SUPPLIED PASSAGE:
-- start --

# Website Creation



## turtle2778 (Jul 9, 2006)

Hey there folks. I am looking to make my own webpage. I purchased the name turtlesterror.com and that was about it. My husband was supposed to have set this up about 2 maybe 3 months ago. Im still waiting. I am looking for someone who can help me set it up or someone who can direct me to setting it up myself. I want to be able to add and change things with out having to make wait on someone else to do it for me. Also I am trying to come up with a graphic for my banner...Turtle's Terror...We'll Scare The Shell Out Of You. I just cant find a turtle thats remotely cool looking with any kind of hallowee theme to it. I would like to have the option to have a home page, photos, Blogs possibly, how to's, etc. I have been looking on the internet and have found several templates that i like, but am not sure how to customize them to what im looking for. Okay thanks guys


----------



## BooGirl666 (Jul 29, 2006)

Ditto T.... I am in the same place as you... Bought a site... still has nothing on it.. 
Can I sit in on your class too  or anyone wanna help me too


----------



## Lagrousome (Apr 12, 2007)

Ditto Ditto Turtle & BG......I actually bought a book and did some searching on the net....but OMG....it gets confusing!!!! Let me know if you guys come up with something!

BTW....had a great time at the MNT. I will post the pics soon! (I am swamped with work) Talk to you soon!
Lagrousome


----------



## BuriedAlive (Jun 8, 2006)

I don't know who your host is, but a lot of hosts now offer basic web creation software. Some are better than others. But look into it, chances are you can download it for free and experiment with it. Once you have familiarized yourself with it, it should come much easier. I would recommend Cutesite builder, but they're no longer around. If you don't want to meddle with html and code, look for a website creator that uses wysiwyg (what you see is what you get). Type text, paste a pic and that's how it appears on your site. Real easy even for the novice.


----------



## BooGirl666 (Jul 29, 2006)

I think I am going to just pay someone to make me a kick ass site... I don't want a bland blah kinda site... I have freewebs and godaddy... Go daddy I am totally lost on... Freewebs doesnt have many cool templates


----------



## Front Yard Fright (Dec 23, 2005)

turtle2778 said:


> Hey there folks. I am looking to make my own webpage. I purchased the name turtlesterror.com and that was about it. My husband was supposed to have set this up about 2 maybe 3 months ago. Im still waiting. I am looking for someone who can help me set it up or someone who can direct me to setting it up myself. I want to be able to add and change things with out having to make wait on someone else to do it for me. Also I am trying to come up with a graphic for my banner...Turtle's Terror...We'll Scare The Shell Out Of You. I just cant find a turtle thats remotely cool looking with any kind of hallowee theme to it. I would like to have the option to have a home page, photos, Blogs possibly, how to's, etc. I have been looking on the internet and have found several templates that i like, but am not sure how to customize them to what im looking for. Okay thanks guys


i just took a couple min and drew up something quick for ya turtle...

-- end --

SET PROBLEM:
Rewrite the website creation thread starting at "## Lagrousome (Apr" and stopping after "to you soon!", changing "book" to "guide".

EXTRACTED INFORMATION:
-- start --

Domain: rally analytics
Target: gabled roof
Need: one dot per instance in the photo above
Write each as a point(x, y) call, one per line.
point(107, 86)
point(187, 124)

-- end --

SOLVED PROBLEM:
## Lagrousome (Apr 12, 2007)

Ditto Ditto Turtle & BG......I actually bought a guide and did some searching on the net....but OMG....it gets confusing!!!! Let me know if you guys come up with something!

BTW....had a great time at the MNT. I will post the pics soon! (I am swamped with work) Talk to you soon!